TASK BRIEF: Each record below should be printed exactly as it was written.

RECORDS FOR THIS EXERCISE:
++++++++++

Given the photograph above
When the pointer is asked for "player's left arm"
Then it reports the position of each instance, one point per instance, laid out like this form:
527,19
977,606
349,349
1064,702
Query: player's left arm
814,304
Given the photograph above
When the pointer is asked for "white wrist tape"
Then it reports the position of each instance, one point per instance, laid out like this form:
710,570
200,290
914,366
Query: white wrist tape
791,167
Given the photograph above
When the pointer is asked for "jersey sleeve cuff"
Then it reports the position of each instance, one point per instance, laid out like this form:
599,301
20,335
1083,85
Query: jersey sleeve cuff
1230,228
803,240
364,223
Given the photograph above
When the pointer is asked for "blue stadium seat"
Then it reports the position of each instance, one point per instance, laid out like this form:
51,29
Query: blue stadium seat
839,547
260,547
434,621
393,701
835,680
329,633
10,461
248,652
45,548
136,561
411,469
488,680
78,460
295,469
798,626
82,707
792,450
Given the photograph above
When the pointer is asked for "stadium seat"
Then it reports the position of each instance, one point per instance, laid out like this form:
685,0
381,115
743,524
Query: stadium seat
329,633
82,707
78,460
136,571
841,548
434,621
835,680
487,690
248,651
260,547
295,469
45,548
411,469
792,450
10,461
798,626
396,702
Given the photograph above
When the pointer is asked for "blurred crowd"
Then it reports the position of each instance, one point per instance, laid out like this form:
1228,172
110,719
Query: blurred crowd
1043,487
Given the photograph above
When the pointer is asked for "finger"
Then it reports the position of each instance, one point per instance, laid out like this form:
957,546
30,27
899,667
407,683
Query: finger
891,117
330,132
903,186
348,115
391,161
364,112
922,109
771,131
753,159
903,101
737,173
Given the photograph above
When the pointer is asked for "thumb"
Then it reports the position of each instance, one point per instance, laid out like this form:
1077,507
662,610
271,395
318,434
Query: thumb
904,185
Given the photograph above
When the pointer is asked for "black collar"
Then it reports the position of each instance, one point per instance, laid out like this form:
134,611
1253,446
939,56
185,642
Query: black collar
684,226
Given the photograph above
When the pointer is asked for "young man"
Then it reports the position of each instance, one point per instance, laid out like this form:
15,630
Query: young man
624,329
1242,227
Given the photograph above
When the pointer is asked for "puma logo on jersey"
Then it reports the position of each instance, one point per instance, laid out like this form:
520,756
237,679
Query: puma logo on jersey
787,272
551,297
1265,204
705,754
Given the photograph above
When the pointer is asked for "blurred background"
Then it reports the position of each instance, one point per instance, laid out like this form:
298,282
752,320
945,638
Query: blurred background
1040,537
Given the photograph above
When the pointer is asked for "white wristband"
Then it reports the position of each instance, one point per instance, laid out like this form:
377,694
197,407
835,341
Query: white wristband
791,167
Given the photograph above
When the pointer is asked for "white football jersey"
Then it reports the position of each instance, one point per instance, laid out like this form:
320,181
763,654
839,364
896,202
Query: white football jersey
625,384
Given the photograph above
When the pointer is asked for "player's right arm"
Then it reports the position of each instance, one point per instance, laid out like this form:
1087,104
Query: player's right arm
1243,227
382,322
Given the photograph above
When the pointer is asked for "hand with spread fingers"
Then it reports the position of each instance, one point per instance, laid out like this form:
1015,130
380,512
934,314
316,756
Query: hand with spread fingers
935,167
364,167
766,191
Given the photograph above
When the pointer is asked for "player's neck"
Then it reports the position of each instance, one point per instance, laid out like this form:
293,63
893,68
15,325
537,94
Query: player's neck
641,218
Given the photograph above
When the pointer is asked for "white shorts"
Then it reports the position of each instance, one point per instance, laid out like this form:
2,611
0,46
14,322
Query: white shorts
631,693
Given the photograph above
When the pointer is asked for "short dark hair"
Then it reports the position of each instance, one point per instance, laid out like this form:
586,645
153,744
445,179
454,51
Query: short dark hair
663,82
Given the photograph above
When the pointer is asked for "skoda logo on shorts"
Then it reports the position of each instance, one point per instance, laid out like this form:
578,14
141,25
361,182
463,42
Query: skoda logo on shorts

++++++++++

EXPECTED ANSWER:
Given the photograph above
When the pointer is asked for "player's left arm"
Then it reports the position of each instance, one point per instance, laid out like this form:
527,19
977,606
349,349
1064,702
Query: player's left arm
814,304
Given the photograph above
When the pointer is asked for "white wrist tape"
Then it reports the position of each instance, one point per instance, laid out like this form:
710,570
200,290
914,366
Query: white wrist tape
791,167
Given the photograph above
When the pointer is asked for "jersey sleeve cuff"
Then it reports the position of each instance, one point per instance, laid out like this form:
599,301
20,335
1083,85
Query: jersey sleeve cuff
1230,228
803,240
364,223
Given the photograph above
When the pointer is asked for "blue stadium seat"
Then it reports the position of each instance, one point per instance, laid out like this form:
51,29
Query: blue stadium seat
839,547
260,547
434,621
393,701
835,680
329,633
10,461
248,652
45,548
136,561
411,469
488,680
78,460
295,469
798,626
82,707
792,450
Given the photograph above
When the pointer is asked for "stadium seat"
Then it reports the position of each instance, one point per instance, laid out like this form:
685,0
381,115
743,524
Query: stadium seat
329,633
82,707
78,460
136,571
841,548
434,621
835,680
487,690
248,651
260,547
295,469
45,548
411,469
792,450
10,461
798,626
396,702
Given the photograph above
When the pointer is asked for "blurred crowd"
Then it reports the position of each instance, one point per instance, laid out like this form:
1228,172
110,719
Query: blurred crowd
1043,487
Given the photograph above
When the pointer is asked for "finger"
Then it reports the position of each instance, one point per instance, laid out like this form:
957,546
30,27
899,667
407,683
Query: finger
891,117
330,132
903,186
348,115
391,161
364,112
922,109
771,131
753,159
903,101
737,173
Given the photograph above
When the pointer is asked for "thumb"
Then it reports the position of each instance, one point per instance, laid out like this form:
1077,507
662,610
271,395
318,434
Query: thumb
904,185
Given the photograph above
When the pointer is asked for "black collar"
Then it reports the position of each instance, one point per instance, laid out like this form:
134,611
1253,446
939,56
185,642
Query: black collar
684,226
Given the photograph above
When the pointer is asked for "young man"
Then it reports the position of each instance, one point per instance, laid out like this form:
15,630
Query: young man
624,329
1242,227
Given the photograph above
When the pointer is asked for "puma logo on jersey"
Then it reports the position of each instance, one point per instance, laid out like this form:
520,756
237,679
Query: puma logo on jersey
787,272
551,297
1265,204
705,754
Given the photograph above
When the pointer is asked for "blurred background"
Then it reports the position of each instance, one point per instance, laid out like this form:
298,282
752,320
945,638
Query: blurred background
1040,537
Given the photograph above
When the pointer is asked for "white wristband"
Then it reports the position of each instance, one point per instance, laid out like this form:
377,694
197,407
835,341
Query: white wristband
791,167
Given the photograph above
When the pointer is asked for "white football jersey"
Then it reports the position of each instance, one point per instance, laid out like this form:
320,181
763,654
839,364
896,202
Query: white football jersey
625,384
Given the photograph above
When the pointer is asked for "player's right arm"
Then it reports the position of each instance, one point per instance, laid out like this form:
1087,104
Query: player's right arm
1243,227
382,322
Given the photograph above
When the pointer is asked for "hand with spread fingers"
Then it reports the position of each instance, one point per instance, laid out like this form:
1015,130
380,512
934,314
316,756
Query: hand with spread fingers
935,167
364,167
766,191
Given the photograph above
When the pointer is asked for "player's neck"
Then it reports the position of each instance, one point per instance, laid out like this form:
293,63
893,68
15,325
537,94
Query: player's neck
641,218
Given the photograph above
When the pointer is asked for "white shorts"
Then it reports the position of each instance, one point per instance, laid out like this form:
2,611
0,46
14,322
Query: white shorts
631,693
Given the photograph above
When the pointer is asked for "short dark hair"
Then it reports the position of each instance, one point per instance, laid out like this form:
586,645
153,744
445,179
454,51
Query: short dark hair
663,82
Given the photograph above
When the pointer is asked for "skoda logo on shorts"
Then it reports the position of each instance, one point per instance, laid out like this form:
578,14
141,25
361,182
463,42
Query: skoda logo on shorts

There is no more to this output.